Copy the records from their start through the line with "x=333 y=144", putting "parked car" in place of "parked vehicle" and leaving all else as it is.

+++

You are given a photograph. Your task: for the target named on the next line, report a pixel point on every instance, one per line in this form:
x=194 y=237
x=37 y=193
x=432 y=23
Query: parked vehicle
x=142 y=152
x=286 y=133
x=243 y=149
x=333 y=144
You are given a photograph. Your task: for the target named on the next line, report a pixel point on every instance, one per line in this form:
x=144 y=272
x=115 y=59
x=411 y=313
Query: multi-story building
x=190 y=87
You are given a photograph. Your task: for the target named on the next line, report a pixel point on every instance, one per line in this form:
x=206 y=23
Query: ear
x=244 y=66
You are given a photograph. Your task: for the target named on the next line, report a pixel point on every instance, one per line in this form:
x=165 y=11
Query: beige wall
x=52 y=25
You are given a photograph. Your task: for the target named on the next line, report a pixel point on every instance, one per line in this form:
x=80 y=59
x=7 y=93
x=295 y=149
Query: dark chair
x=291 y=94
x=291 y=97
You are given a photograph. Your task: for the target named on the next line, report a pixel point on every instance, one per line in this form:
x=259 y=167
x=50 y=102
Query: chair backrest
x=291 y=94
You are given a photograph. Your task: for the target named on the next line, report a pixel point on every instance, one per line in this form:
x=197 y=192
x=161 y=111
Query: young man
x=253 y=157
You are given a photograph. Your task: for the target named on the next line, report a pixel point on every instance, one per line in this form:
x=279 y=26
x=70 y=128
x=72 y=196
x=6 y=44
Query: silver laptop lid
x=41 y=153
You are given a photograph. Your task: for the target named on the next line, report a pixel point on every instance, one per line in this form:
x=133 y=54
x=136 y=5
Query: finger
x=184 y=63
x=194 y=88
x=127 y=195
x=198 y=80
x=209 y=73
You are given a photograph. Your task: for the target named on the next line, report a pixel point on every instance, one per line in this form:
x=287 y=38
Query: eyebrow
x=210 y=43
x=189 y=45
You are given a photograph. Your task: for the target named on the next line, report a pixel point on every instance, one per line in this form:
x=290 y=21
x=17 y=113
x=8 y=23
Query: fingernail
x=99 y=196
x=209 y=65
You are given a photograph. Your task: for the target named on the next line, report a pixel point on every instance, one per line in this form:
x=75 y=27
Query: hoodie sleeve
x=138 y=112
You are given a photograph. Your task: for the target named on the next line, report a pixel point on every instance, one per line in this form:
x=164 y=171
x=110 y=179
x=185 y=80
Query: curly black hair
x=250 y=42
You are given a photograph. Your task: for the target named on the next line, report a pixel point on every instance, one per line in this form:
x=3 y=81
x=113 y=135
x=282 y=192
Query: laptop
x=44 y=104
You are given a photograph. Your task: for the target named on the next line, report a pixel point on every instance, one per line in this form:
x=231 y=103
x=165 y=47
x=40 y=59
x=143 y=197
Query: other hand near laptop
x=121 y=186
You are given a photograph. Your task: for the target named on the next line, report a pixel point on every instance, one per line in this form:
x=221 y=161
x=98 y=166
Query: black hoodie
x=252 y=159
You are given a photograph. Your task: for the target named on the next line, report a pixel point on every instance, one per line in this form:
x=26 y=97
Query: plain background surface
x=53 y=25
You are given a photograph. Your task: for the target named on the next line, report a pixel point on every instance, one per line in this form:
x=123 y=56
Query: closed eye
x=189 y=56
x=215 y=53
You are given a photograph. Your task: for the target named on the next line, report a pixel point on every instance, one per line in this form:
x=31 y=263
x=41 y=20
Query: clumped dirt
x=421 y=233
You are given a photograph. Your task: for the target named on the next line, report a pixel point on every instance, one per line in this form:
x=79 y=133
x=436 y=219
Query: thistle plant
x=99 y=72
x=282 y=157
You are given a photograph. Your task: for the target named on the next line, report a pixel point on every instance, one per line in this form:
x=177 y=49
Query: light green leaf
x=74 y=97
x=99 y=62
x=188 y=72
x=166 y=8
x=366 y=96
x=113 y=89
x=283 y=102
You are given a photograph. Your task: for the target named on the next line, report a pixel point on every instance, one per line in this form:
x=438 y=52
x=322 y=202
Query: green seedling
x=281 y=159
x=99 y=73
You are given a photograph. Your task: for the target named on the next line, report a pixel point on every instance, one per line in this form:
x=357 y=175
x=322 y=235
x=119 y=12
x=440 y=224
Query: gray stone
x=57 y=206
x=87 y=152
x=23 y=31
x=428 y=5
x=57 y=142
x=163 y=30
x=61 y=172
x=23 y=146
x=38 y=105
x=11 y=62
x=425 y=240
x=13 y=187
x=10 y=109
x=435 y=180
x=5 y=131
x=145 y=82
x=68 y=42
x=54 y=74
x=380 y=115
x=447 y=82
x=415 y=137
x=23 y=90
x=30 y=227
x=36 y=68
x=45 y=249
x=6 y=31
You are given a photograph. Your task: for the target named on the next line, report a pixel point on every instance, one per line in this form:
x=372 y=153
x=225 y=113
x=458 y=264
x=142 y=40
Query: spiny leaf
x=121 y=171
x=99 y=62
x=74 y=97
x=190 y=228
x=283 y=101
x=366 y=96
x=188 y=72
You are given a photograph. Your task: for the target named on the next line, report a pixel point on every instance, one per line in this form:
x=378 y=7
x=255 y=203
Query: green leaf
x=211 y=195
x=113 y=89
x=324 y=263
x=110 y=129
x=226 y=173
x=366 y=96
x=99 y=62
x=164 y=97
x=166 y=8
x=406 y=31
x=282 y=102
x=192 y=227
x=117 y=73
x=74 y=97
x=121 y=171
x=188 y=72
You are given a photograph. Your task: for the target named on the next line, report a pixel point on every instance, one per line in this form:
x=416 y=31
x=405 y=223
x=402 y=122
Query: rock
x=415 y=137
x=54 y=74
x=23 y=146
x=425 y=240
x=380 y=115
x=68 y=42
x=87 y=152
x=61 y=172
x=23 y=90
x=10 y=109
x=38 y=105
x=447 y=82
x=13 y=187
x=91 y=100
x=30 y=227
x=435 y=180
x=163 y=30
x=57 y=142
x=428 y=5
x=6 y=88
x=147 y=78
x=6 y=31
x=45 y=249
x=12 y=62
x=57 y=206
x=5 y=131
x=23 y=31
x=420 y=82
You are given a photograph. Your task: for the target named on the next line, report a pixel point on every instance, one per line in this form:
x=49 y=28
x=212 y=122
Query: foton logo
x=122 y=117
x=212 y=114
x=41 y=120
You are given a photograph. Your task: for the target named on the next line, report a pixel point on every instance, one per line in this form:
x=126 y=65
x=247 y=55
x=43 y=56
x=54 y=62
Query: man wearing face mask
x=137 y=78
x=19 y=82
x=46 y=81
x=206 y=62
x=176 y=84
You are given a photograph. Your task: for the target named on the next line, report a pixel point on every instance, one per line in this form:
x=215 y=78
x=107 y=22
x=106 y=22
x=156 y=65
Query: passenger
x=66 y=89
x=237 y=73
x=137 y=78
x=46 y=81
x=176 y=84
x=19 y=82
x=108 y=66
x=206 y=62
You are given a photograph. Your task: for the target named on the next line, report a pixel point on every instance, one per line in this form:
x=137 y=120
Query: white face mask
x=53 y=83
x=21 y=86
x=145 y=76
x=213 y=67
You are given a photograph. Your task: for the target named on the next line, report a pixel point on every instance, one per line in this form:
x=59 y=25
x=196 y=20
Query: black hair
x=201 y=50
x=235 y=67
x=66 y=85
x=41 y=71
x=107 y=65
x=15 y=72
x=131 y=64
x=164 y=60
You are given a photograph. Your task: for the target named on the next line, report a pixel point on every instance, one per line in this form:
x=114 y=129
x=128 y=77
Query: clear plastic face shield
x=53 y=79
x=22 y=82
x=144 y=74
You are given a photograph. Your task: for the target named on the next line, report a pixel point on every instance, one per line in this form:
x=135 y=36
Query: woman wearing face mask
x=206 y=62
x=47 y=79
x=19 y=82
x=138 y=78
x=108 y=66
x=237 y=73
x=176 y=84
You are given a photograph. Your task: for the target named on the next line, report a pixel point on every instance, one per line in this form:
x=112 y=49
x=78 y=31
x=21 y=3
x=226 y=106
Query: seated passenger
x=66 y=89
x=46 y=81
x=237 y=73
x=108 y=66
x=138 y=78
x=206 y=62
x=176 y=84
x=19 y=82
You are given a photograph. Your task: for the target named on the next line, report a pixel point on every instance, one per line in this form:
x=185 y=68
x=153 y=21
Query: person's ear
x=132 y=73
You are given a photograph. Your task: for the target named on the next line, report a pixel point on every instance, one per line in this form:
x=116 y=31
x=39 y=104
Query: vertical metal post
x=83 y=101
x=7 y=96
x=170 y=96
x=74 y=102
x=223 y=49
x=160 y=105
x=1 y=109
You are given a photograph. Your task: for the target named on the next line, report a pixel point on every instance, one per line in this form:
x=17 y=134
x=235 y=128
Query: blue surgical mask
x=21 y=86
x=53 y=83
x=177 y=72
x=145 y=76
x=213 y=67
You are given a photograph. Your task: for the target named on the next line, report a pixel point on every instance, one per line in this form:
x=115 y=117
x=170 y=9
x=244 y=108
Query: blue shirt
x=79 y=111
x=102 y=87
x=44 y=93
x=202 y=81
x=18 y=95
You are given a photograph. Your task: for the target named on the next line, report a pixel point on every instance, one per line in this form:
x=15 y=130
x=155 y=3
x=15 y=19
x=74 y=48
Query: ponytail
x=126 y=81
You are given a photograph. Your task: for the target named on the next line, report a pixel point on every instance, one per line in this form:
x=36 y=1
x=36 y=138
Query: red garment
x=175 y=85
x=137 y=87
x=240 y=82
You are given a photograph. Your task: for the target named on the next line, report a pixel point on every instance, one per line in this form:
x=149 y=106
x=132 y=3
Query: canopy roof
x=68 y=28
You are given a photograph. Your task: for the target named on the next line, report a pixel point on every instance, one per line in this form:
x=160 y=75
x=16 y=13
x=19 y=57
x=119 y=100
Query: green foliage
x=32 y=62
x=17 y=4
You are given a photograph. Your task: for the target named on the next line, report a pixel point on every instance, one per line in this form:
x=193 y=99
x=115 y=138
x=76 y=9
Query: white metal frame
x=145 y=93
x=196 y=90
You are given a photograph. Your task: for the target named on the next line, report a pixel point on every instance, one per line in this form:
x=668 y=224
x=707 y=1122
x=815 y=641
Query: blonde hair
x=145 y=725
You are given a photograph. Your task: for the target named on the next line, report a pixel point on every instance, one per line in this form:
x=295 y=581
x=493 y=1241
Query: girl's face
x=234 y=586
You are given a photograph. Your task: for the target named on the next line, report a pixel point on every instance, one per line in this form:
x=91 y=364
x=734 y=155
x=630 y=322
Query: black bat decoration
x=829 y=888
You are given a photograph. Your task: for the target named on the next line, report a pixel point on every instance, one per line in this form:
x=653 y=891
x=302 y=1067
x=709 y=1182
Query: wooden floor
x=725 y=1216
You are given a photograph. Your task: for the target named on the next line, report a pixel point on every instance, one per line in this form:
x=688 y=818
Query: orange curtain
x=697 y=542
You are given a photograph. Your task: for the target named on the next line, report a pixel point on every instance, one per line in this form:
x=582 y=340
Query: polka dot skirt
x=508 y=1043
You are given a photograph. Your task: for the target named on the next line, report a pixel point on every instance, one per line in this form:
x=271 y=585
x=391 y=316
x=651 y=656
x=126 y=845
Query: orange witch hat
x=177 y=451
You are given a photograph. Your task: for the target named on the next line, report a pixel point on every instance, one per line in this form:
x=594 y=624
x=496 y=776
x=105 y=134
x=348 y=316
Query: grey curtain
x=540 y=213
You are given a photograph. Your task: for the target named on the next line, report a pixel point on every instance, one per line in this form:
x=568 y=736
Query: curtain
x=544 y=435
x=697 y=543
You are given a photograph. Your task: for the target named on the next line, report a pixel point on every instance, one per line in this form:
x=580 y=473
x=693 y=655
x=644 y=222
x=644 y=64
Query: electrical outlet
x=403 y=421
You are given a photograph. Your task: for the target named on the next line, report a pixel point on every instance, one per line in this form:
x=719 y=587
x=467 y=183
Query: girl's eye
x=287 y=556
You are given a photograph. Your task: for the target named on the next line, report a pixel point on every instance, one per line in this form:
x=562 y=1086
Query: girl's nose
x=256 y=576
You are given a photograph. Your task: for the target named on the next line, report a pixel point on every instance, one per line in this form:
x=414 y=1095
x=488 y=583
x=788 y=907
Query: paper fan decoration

+++

• [Worked answer]:
You are given a photograph. Your task: for the target named on the next line, report a pixel point on every instance, one per line in this form:
x=194 y=237
x=37 y=193
x=432 y=23
Query: parked car
x=142 y=152
x=286 y=133
x=243 y=149
x=333 y=144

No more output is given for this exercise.